▸ Document section

__________________________________________________

## Iterate over a Elasticsearch INDEX using scroll API and update registers

In this notebook we will access one index using Search - paginate the results with scroll, and update the registers with a new variable.

In [6]:
from elasticsearch import Elasticsearch
from elasticsearch import helpers
import random

es = Elasticsearch([{'host':'localhost', 'port': 9200}])


Create the search function - in this case we will match the registers with one specific value

In [54]:

resp = es.search(index = 'youbora',  
                 #body={"query": {"match_all": {}}} ,
                 body={"query": {"match": {"avg_bitrate_count": 27}}} ,
                 scroll = '2s') # length of time to keep search context)


# keep track of pass scroll _id
old_scroll_id = resp['_scroll_id']

After that, we will iterate over all the document hits, create a new value and update the Elasticsearch index

In [55]:
doc_count = 0

# use a 'while' iterator to loop over document 'hits'
while len(resp['hits']['hits']):
    doc_count += 1
    print('Number of iteration:', doc_count)
    # make a request using the Scroll API
    resp = es.scroll( scroll_id = old_scroll_id, scroll = '2s')

    # check if there's a new scroll ID
    if old_scroll_id != resp['_scroll_id']:
        print ("NEW SCROLL ID:", resp['_scroll_id'])

            # keep track of pass scroll _id
    old_scroll_id = resp['_scroll_id']

    # print the response results
    #print ("\nresponse for index:", 'youbora')
    #print ("_scroll_id:", resp['_scroll_id'])

__________________________________________________

▸ Supplied entries

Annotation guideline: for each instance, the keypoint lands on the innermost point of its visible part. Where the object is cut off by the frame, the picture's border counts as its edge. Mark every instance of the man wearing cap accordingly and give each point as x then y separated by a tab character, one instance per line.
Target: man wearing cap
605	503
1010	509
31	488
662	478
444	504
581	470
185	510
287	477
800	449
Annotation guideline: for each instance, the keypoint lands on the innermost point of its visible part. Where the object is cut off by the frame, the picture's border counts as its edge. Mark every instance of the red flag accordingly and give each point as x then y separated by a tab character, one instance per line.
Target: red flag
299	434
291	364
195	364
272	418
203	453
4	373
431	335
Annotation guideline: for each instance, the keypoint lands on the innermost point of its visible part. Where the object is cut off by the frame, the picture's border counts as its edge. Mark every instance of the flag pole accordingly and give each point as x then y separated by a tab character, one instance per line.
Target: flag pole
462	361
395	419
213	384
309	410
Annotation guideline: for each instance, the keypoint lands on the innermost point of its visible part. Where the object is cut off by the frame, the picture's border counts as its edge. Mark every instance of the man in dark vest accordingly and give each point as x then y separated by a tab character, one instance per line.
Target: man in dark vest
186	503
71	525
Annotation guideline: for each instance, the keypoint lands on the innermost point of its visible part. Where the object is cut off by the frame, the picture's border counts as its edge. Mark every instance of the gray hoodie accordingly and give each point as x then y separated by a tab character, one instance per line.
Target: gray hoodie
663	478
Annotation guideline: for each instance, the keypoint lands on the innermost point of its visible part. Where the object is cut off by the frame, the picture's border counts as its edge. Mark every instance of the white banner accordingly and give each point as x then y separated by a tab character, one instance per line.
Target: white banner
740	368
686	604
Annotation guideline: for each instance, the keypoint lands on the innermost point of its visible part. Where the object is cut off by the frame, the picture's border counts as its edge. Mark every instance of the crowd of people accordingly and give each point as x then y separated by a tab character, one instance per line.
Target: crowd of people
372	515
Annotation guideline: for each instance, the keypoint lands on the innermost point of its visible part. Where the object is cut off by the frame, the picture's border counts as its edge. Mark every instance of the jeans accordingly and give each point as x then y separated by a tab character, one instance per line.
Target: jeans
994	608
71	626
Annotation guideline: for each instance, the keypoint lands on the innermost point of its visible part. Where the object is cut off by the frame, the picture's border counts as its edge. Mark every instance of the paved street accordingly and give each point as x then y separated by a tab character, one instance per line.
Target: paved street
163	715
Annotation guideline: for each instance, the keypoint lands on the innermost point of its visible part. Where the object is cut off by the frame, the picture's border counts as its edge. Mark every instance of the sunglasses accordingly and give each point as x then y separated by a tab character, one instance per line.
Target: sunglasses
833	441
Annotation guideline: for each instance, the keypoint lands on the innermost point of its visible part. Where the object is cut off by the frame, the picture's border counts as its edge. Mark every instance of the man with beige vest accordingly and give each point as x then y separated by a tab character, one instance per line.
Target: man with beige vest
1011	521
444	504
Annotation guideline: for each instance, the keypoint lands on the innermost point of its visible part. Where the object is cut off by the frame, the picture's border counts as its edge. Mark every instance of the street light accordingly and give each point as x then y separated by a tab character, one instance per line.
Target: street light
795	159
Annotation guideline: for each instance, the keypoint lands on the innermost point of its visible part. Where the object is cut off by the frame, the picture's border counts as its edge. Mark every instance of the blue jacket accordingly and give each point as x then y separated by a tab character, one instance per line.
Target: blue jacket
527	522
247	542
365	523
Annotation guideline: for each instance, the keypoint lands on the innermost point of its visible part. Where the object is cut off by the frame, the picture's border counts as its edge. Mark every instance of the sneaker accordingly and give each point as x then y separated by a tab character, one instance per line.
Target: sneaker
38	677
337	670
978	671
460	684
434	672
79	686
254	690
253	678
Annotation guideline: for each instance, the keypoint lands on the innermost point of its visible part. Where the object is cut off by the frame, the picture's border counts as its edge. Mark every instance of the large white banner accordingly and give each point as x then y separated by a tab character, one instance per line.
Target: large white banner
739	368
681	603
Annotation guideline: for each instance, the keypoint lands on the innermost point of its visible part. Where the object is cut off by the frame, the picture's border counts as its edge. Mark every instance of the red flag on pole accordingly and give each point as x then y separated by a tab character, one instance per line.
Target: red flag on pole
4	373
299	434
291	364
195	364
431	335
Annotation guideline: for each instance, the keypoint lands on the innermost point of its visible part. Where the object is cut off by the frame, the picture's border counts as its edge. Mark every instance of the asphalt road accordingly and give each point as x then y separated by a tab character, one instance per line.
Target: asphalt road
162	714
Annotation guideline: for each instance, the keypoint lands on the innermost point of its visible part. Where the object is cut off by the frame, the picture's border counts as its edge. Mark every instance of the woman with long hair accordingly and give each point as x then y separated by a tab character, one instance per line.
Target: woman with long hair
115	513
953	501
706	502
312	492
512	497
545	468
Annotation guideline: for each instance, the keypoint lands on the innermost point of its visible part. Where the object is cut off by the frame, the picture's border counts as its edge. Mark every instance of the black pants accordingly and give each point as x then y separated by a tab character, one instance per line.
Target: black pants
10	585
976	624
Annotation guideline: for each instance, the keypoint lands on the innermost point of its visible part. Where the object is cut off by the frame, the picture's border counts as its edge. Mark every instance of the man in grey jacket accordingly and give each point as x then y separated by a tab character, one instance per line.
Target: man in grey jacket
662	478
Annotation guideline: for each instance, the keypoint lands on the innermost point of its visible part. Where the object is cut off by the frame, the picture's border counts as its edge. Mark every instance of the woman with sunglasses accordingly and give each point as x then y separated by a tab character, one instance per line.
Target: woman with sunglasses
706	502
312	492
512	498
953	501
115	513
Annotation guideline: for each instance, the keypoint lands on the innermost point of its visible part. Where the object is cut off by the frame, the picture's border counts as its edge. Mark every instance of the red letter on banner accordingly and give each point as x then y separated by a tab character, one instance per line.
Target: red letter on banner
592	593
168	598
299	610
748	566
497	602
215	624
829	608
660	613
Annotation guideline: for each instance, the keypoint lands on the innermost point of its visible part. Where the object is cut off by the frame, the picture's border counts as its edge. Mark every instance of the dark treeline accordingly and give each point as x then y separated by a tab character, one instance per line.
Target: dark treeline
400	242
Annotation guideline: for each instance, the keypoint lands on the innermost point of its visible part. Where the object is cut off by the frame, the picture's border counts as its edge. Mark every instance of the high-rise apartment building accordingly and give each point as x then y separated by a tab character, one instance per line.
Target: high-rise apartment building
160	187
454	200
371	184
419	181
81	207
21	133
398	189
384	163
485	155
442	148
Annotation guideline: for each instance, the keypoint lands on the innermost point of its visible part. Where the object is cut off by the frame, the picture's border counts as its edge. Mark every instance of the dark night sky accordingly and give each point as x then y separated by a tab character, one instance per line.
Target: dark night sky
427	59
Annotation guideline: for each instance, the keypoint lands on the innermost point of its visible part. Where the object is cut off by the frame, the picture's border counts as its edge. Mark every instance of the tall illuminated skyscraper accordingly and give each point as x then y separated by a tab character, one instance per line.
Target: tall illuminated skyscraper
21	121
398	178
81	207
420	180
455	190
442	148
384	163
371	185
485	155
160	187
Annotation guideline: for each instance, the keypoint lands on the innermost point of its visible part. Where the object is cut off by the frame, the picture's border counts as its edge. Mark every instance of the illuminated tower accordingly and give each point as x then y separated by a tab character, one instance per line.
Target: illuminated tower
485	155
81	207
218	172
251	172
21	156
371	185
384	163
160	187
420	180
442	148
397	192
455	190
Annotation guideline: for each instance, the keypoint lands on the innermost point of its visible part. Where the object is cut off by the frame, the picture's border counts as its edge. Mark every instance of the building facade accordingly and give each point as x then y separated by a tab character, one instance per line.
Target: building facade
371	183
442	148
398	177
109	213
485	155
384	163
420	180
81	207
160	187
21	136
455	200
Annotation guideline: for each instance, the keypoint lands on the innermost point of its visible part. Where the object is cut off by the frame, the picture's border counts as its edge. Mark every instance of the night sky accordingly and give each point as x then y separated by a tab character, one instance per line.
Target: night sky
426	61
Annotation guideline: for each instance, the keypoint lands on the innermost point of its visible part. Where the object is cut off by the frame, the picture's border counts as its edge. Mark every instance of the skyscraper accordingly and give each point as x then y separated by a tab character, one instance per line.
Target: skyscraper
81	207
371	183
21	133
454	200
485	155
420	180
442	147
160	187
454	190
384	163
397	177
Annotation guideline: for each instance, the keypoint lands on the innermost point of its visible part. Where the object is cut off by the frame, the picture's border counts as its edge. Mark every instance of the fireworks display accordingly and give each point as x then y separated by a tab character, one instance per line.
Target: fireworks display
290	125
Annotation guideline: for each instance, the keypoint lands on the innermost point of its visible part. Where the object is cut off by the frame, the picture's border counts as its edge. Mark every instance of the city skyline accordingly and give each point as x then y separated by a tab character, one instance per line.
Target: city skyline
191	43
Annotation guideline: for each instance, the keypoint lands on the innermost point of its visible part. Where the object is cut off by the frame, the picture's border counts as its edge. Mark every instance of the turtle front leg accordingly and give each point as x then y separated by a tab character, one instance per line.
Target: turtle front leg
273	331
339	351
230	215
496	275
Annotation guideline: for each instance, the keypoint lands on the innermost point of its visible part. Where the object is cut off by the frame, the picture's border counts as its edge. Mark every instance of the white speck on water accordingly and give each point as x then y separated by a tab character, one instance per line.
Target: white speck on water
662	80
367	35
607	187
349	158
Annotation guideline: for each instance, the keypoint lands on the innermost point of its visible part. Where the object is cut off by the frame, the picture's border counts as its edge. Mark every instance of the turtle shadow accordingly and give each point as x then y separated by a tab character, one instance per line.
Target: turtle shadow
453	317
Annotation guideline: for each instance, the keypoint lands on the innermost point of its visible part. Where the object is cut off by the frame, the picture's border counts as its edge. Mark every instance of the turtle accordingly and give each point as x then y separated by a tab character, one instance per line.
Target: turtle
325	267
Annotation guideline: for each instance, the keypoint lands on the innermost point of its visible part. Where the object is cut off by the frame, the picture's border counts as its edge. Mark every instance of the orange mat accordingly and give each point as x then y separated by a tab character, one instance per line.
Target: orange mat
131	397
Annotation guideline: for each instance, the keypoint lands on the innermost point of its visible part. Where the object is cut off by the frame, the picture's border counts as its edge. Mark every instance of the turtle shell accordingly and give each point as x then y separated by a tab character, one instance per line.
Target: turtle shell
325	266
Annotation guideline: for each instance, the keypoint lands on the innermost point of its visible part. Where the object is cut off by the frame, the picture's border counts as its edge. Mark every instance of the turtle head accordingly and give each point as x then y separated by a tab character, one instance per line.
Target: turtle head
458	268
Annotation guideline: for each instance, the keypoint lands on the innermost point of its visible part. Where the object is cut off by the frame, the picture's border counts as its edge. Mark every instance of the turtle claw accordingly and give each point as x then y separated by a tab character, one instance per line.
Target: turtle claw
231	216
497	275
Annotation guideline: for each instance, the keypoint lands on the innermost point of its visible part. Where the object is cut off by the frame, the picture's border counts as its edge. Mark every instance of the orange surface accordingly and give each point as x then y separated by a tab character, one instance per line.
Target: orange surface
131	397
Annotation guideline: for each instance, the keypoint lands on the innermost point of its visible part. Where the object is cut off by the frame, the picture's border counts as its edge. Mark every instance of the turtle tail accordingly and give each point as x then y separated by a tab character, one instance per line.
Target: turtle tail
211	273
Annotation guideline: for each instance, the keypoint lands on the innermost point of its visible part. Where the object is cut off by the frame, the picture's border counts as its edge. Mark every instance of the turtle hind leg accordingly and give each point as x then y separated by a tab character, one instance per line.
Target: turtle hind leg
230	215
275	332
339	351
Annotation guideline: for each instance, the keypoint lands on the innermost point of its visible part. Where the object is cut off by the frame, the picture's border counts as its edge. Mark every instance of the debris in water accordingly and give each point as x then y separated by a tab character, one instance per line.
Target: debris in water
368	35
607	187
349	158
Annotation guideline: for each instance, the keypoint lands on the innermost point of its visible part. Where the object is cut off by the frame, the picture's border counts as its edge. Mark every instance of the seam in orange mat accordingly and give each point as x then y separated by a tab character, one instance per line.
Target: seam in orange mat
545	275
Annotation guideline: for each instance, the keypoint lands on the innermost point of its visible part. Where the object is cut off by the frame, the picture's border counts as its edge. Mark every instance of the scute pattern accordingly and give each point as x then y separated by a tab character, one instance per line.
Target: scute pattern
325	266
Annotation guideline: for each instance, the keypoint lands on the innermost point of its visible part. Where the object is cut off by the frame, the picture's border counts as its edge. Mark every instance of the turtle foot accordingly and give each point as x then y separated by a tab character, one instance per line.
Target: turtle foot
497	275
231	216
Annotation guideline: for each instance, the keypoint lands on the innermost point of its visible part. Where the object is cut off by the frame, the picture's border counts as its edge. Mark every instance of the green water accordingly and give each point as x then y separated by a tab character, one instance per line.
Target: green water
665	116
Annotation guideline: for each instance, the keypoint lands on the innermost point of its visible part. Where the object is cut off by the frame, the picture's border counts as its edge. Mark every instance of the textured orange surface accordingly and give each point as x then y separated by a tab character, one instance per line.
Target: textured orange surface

__________________________________________________

▸ Task list
1. Reproduce everything in the Elasticsearch scroll notebook from "## Iterate over" down to "a new variable.".
2. Name each module or class that an import statement in the Elasticsearch scroll notebook brings in.
3. Answer from the Elasticsearch scroll notebook:
(a) What port is given when the Elasticsearch client is created?
(b) Which index does the search run against?
(c) What value must avg_bitrate_count have for a register to match?
The records have no connection to the Elasticsearch scroll notebook.

▸ Solutions per task
1.
## Iterate over a Elasticsearch INDEX using scroll API and update registers

In this notebook we will access one index using Search - paginate the results with scroll, and update the registers with a new variable.

2.
Elasticsearch
helpers
random

3.
(a) 9200
(b) youbora
(c) 27